* What you have to do: Which lines of the records below contain the word "position"? Copy each of them out.

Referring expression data
BEGIN

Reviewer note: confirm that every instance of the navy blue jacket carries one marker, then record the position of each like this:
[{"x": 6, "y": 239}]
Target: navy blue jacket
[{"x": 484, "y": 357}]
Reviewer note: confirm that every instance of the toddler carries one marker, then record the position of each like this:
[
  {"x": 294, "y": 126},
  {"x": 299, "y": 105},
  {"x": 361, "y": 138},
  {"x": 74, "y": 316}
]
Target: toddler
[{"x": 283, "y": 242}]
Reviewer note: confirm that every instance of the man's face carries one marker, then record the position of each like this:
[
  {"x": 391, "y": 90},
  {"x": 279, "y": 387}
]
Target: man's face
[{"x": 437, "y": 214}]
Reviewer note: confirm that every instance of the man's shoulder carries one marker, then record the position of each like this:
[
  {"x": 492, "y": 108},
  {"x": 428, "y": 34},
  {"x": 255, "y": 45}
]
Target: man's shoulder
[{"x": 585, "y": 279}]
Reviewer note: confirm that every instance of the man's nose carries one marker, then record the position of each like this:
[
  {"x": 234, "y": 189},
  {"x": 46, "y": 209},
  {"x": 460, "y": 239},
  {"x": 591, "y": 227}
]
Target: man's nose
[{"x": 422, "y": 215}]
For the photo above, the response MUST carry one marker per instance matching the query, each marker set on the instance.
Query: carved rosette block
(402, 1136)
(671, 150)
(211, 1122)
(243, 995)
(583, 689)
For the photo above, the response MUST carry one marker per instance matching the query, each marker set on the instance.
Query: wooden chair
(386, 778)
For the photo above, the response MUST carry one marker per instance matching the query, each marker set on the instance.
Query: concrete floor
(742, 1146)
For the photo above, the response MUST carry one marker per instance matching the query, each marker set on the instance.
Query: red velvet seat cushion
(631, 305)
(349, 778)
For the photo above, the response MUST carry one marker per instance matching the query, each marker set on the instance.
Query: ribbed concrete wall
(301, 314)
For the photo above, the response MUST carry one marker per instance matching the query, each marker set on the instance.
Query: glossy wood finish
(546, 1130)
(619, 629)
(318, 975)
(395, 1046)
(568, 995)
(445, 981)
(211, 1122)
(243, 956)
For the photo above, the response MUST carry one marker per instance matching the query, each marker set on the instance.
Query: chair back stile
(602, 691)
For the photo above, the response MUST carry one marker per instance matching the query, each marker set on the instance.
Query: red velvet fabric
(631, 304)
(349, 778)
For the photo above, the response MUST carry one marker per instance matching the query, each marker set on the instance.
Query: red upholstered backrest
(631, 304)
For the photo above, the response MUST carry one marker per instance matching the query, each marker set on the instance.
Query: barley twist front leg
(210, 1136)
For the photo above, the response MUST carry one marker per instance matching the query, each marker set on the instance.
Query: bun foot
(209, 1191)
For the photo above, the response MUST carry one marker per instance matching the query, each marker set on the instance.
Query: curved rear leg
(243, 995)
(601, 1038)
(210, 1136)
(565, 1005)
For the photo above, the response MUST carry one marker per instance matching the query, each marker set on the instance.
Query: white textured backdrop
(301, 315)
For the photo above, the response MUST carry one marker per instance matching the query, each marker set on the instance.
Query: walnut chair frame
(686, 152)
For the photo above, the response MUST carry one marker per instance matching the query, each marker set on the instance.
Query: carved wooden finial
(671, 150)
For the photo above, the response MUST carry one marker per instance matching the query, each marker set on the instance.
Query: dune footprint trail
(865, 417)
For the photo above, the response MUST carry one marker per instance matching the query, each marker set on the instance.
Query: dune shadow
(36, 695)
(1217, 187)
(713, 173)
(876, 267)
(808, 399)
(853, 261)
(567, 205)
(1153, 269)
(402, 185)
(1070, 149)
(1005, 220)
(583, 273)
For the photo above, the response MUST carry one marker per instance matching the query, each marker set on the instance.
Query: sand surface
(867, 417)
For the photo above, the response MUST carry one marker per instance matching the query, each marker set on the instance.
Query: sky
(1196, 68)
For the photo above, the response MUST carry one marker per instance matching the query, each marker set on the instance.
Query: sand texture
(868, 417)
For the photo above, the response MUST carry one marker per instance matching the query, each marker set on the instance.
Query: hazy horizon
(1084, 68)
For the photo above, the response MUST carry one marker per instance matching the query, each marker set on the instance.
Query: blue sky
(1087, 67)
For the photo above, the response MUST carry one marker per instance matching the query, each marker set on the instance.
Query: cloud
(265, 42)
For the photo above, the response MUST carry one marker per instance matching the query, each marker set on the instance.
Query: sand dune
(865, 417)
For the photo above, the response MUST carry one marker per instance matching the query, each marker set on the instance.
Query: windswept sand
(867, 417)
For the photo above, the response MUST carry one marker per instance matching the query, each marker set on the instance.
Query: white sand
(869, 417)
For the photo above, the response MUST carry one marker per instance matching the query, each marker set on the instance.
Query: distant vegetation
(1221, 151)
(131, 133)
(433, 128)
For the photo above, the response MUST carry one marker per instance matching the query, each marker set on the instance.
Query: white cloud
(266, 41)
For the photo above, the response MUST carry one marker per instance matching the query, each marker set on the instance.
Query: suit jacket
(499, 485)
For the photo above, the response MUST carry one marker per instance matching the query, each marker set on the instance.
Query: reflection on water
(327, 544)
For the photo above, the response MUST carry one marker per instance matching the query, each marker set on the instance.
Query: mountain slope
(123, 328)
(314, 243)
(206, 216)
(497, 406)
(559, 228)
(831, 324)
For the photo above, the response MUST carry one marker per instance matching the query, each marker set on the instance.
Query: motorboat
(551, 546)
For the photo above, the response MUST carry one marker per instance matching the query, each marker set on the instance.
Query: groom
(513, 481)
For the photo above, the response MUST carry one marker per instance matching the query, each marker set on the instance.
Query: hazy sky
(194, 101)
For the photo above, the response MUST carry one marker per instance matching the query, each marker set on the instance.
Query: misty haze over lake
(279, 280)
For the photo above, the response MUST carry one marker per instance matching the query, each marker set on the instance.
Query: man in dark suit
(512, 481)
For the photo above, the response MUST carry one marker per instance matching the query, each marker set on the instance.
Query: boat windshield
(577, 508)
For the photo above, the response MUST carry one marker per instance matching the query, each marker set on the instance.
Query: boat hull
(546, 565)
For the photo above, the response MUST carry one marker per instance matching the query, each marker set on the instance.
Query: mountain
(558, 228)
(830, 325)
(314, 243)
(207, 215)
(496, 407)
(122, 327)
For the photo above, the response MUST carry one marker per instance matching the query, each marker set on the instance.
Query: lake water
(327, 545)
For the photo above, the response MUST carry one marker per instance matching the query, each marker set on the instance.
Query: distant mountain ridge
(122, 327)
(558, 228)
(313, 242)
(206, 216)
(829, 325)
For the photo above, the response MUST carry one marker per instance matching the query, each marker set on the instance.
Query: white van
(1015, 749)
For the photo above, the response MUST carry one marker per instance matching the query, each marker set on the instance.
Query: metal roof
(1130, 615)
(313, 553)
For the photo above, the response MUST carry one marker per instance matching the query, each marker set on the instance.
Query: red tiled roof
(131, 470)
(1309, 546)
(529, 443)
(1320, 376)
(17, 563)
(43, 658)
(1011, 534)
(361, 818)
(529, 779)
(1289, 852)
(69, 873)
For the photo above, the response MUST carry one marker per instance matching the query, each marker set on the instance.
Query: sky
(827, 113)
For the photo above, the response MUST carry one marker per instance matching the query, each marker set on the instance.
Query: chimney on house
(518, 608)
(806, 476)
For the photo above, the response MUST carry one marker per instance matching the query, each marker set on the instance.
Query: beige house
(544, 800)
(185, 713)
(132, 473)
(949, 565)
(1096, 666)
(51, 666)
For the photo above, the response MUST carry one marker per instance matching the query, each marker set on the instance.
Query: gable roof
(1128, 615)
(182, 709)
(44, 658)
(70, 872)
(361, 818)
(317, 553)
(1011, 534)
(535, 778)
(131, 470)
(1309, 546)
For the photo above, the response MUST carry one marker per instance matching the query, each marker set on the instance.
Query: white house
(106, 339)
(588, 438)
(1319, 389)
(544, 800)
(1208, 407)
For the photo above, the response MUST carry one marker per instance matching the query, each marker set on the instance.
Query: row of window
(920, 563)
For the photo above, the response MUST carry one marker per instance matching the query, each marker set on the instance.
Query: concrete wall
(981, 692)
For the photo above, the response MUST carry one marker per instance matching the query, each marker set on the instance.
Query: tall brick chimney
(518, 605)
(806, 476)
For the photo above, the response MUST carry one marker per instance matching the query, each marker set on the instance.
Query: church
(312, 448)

END

* Output of the task:
Reviewer note: confirm that every instance of the navy blue jacket carries one marker, then record the position of each like this:
Reviewer note: confirm that every instance of the toddler carries one marker, then record the position of each like this:
Reviewer note: confirm that every instance of the man's face carries one marker, then record the position of each like this:
Reviewer note: confirm that every instance of the man's shoulder carries one marker, then record the position of each like this:
Reviewer note: confirm that every instance of the man's nose carries one marker, then record the position of each like this:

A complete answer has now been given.